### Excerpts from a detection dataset
********
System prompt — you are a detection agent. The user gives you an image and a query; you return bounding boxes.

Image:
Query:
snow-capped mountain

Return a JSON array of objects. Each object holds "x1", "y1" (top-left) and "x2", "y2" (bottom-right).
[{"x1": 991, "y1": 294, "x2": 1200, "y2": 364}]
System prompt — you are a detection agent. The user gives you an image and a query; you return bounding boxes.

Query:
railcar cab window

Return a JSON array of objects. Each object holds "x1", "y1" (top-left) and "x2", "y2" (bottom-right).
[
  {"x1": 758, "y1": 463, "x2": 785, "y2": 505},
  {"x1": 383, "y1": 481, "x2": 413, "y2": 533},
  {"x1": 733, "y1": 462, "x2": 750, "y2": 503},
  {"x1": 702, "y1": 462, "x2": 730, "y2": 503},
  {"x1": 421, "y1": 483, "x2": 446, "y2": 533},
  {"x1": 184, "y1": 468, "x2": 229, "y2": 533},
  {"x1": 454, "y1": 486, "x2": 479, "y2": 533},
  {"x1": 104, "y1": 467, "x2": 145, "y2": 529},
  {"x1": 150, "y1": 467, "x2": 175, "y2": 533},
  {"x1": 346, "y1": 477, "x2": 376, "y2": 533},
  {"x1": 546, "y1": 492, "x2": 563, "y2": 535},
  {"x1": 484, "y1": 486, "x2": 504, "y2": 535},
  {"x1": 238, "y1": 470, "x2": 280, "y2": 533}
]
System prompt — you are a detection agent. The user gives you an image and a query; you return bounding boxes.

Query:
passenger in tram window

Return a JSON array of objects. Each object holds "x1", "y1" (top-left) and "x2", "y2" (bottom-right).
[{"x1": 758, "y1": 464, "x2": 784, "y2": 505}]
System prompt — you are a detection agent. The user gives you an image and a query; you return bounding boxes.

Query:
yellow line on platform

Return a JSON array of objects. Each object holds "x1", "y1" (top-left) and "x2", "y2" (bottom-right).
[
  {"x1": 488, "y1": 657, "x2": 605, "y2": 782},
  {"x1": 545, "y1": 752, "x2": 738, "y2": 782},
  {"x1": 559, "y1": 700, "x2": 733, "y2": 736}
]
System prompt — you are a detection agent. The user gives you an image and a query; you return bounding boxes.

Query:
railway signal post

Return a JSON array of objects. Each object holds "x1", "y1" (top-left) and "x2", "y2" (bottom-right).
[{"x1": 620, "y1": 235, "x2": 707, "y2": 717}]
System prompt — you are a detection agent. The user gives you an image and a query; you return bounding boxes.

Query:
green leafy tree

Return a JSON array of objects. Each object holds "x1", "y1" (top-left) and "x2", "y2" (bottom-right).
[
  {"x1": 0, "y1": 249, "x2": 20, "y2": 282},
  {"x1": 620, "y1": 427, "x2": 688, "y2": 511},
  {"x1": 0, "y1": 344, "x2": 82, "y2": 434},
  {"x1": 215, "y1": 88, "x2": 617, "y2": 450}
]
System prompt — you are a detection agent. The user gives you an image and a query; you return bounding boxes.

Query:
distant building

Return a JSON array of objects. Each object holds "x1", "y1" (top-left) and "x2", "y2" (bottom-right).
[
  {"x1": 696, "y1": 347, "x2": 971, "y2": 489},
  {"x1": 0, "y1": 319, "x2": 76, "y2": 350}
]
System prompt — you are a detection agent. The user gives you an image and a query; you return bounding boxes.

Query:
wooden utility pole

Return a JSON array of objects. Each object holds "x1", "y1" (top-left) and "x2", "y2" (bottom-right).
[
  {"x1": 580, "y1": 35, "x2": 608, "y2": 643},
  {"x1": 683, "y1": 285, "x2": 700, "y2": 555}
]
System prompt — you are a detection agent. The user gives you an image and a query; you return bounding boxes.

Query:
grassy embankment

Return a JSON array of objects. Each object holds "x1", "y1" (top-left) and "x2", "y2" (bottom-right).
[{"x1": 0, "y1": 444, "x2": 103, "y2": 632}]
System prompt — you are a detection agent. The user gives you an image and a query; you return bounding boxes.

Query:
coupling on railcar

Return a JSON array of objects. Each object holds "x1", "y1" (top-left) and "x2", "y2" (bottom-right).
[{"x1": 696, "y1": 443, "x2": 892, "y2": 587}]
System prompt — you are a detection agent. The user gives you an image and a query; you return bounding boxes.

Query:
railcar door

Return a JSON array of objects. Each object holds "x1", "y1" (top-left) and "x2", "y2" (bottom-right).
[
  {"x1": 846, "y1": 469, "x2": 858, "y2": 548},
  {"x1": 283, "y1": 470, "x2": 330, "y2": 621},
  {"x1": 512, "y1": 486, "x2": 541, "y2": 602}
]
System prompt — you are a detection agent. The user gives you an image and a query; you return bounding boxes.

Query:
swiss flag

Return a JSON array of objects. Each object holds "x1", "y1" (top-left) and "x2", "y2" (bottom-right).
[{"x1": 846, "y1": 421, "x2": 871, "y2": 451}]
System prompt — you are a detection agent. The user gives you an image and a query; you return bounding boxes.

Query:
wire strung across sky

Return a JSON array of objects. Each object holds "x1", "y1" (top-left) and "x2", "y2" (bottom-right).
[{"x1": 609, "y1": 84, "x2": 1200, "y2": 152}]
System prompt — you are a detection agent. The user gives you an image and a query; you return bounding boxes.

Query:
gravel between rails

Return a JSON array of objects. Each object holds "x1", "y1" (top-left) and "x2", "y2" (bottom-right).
********
Collect every line in the items above that contains the string "railcar", counting only matches with the same case.

### Completed task
railcar cab window
coupling on railcar
railcar door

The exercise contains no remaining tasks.